(Saved entries)

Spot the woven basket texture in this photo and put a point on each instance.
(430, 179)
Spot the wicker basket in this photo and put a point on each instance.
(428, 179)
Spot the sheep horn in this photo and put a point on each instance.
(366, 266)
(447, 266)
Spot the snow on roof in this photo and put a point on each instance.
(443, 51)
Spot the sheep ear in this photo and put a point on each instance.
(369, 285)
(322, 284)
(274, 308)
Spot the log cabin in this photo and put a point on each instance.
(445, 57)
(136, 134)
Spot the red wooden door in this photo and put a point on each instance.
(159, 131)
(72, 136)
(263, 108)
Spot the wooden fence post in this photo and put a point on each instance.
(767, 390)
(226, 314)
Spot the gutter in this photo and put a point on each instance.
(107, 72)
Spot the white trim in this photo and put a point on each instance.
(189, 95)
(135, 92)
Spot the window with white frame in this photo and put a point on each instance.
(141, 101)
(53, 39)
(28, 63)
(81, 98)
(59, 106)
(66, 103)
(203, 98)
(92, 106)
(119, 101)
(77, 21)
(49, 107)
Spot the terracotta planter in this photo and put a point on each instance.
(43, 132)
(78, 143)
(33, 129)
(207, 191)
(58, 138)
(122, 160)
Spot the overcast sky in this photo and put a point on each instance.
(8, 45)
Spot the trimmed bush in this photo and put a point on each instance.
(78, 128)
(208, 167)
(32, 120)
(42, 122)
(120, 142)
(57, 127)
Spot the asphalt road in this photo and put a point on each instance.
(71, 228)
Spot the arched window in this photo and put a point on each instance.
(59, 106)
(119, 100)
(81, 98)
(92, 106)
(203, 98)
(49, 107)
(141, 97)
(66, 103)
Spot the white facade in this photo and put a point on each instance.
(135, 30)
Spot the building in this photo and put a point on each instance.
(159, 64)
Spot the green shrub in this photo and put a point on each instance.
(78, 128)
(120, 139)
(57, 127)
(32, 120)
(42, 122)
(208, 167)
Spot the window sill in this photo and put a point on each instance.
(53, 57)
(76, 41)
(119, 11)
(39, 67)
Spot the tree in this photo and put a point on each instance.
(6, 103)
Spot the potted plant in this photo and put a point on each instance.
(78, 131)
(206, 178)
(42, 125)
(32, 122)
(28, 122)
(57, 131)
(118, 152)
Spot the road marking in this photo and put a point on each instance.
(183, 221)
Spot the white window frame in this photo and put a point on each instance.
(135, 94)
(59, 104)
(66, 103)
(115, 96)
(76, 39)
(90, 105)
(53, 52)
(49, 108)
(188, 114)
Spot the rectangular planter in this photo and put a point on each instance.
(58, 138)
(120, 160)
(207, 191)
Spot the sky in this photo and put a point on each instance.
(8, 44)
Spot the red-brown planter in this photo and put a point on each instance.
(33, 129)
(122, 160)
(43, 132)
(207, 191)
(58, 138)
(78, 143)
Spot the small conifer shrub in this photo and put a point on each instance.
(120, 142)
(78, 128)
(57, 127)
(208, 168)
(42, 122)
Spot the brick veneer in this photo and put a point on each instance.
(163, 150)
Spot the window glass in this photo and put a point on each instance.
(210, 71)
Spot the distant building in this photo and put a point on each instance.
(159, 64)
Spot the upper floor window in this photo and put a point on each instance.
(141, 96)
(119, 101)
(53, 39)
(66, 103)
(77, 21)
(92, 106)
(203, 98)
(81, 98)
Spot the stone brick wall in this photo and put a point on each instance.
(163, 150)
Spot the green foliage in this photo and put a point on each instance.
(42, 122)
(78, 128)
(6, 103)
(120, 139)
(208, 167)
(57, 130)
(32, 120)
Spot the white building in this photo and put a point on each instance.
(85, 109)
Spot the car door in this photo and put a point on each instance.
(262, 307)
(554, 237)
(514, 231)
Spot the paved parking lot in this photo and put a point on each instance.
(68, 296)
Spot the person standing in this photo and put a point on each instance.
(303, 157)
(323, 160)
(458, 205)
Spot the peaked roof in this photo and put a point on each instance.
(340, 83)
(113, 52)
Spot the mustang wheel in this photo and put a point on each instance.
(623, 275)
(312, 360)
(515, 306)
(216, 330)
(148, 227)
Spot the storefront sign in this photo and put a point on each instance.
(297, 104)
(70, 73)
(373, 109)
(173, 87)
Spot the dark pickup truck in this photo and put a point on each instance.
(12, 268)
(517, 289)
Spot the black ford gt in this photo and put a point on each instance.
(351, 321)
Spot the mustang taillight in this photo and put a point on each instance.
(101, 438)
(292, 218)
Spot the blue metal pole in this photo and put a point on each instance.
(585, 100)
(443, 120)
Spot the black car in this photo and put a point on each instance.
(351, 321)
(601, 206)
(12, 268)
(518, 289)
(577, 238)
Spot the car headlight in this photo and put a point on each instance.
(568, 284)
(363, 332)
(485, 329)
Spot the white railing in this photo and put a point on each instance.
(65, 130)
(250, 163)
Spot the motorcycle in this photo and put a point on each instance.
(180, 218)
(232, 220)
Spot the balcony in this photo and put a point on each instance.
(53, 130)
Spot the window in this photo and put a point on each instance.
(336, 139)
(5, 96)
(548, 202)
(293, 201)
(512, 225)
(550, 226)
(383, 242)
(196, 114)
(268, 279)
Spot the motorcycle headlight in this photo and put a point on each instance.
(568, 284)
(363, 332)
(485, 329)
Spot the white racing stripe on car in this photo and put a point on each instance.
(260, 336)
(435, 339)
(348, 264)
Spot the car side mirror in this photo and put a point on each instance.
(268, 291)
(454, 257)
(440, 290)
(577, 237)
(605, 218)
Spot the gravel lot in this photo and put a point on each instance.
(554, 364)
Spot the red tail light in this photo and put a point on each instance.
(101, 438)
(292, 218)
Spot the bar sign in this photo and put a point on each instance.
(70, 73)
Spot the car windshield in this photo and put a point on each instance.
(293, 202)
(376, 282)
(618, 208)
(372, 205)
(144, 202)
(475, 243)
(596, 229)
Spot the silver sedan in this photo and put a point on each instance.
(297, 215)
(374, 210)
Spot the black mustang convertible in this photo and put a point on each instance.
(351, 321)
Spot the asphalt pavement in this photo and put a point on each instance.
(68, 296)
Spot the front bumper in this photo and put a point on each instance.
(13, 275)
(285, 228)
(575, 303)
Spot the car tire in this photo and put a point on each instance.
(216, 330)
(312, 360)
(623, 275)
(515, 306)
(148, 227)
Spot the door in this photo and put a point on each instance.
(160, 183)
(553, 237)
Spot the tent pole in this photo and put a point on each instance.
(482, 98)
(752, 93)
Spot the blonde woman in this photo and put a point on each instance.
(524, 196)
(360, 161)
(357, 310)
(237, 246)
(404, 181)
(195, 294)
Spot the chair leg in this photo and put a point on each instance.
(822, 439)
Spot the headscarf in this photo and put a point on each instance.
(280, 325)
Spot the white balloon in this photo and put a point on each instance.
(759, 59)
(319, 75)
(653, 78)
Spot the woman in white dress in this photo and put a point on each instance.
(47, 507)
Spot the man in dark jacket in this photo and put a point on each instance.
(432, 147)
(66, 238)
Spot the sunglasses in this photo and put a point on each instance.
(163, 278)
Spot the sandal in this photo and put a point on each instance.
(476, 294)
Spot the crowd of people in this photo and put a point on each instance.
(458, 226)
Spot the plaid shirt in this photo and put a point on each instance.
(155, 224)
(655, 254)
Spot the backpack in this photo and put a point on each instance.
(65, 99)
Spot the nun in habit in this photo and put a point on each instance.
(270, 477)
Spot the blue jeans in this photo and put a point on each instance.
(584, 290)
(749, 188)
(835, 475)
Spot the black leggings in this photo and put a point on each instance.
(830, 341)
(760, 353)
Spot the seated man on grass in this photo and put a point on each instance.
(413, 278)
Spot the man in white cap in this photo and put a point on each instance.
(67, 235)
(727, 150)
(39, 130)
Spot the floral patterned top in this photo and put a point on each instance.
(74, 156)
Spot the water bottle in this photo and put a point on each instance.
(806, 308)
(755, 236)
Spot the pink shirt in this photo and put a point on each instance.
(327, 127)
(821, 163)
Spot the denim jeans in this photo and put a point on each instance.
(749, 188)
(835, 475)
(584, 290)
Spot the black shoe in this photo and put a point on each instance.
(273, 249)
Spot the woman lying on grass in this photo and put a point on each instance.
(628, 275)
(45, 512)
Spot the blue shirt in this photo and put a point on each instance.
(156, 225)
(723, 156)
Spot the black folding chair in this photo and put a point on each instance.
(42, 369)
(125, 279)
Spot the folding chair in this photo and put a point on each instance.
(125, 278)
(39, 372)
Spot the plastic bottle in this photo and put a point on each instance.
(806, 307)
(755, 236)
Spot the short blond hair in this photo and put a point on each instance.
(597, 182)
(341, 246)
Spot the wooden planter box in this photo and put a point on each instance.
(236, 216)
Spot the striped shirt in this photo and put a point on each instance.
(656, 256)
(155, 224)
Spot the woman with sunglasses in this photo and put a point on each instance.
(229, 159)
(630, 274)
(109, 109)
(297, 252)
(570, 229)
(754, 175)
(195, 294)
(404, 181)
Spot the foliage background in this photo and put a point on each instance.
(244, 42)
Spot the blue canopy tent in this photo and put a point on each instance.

WORK REQUEST: Output consists of exactly the lines from the one containing "Spot the folding" to the end of the records above, retyped without change and with nothing extra.

ANSWER SECTION:
Spot the folding chair in this photo and put a point on each instance.
(125, 278)
(39, 372)
Spot the plastic bottle in this photo and put a point on each instance.
(806, 307)
(755, 236)
Spot the short blond hair in this photo and put a point on each instance.
(597, 182)
(341, 246)
Spot the wooden planter box in this photo and put a point on each instance.
(236, 216)
Spot the striped shirt in this photo and put a point on each instance.
(656, 256)
(155, 224)
Spot the woman with sunglasses in this photo and put a point on each instance.
(229, 159)
(630, 274)
(109, 109)
(297, 252)
(570, 229)
(754, 175)
(195, 294)
(404, 181)
Spot the foliage background in this photo and put a point on each instance.
(244, 42)
Spot the blue canopy tent in this photo and put a point on each instance.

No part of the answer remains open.